=== Written request ===
Pick out every line in the records below that contains the string "tower", matching case exactly, and copy each such line.
** start of Entries **
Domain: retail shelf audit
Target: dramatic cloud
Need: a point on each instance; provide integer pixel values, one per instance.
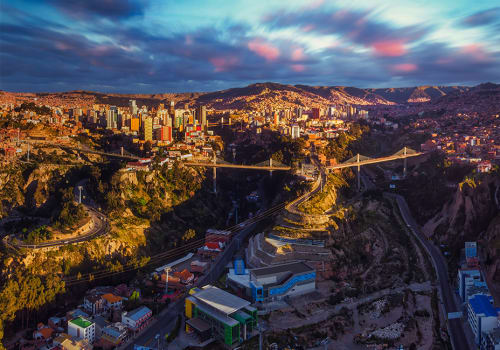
(483, 17)
(264, 49)
(125, 46)
(113, 9)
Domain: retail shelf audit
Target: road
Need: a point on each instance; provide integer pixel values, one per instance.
(100, 227)
(457, 332)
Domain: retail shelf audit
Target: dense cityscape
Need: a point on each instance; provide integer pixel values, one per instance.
(156, 193)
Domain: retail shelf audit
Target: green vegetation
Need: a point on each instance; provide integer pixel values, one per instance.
(431, 179)
(38, 235)
(71, 213)
(25, 294)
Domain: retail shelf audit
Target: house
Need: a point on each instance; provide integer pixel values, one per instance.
(137, 319)
(115, 333)
(100, 324)
(42, 332)
(112, 302)
(76, 344)
(93, 304)
(185, 276)
(76, 313)
(57, 323)
(82, 328)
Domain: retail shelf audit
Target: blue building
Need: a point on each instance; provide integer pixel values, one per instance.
(482, 315)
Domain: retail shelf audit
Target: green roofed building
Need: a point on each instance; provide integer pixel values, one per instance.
(81, 328)
(213, 312)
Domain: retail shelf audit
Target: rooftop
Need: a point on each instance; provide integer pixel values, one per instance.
(294, 267)
(81, 322)
(111, 298)
(221, 300)
(481, 304)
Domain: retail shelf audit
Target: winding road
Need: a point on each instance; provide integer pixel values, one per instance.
(99, 227)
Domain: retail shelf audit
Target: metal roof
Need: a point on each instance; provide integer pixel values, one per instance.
(221, 300)
(481, 304)
(295, 268)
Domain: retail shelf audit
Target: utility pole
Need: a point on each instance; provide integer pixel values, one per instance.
(260, 336)
(80, 188)
(167, 270)
(157, 337)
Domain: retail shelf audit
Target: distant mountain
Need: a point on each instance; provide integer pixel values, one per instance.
(277, 96)
(418, 93)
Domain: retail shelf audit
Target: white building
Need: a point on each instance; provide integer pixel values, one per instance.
(482, 315)
(467, 278)
(82, 328)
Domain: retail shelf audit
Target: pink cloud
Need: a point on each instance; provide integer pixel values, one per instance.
(62, 46)
(391, 48)
(298, 67)
(263, 49)
(222, 64)
(298, 54)
(308, 28)
(476, 51)
(405, 67)
(314, 4)
(444, 61)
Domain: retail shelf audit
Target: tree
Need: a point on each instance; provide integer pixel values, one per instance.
(189, 234)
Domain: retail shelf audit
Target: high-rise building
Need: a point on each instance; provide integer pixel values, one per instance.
(133, 107)
(164, 134)
(276, 118)
(295, 131)
(112, 118)
(202, 117)
(148, 129)
(315, 114)
(134, 124)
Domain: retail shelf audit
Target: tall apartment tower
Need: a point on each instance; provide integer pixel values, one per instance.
(148, 129)
(133, 107)
(202, 117)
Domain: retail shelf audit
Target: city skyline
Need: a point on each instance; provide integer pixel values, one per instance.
(154, 47)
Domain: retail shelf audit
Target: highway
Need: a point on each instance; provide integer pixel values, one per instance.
(457, 332)
(100, 228)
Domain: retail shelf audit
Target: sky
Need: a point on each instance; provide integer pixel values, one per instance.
(148, 46)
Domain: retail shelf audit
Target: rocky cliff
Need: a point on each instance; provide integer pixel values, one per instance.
(469, 212)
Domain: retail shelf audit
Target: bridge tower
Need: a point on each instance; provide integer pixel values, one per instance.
(404, 162)
(215, 173)
(359, 172)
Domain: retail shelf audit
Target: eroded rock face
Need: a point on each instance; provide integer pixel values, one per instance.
(469, 212)
(491, 244)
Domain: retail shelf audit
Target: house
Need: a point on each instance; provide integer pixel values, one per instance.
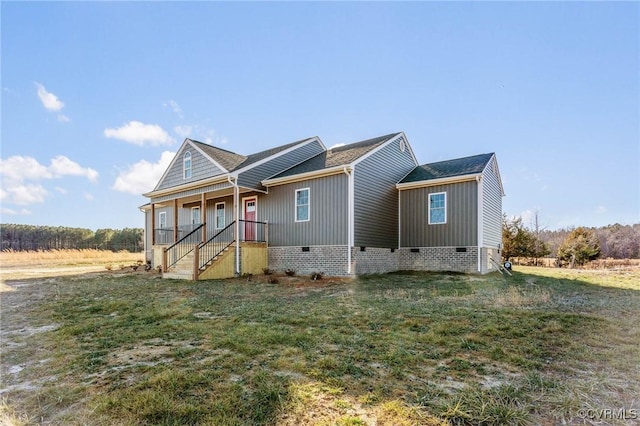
** end of Entries **
=== Written answer ===
Target: tall apartment tower
Target: bridge tower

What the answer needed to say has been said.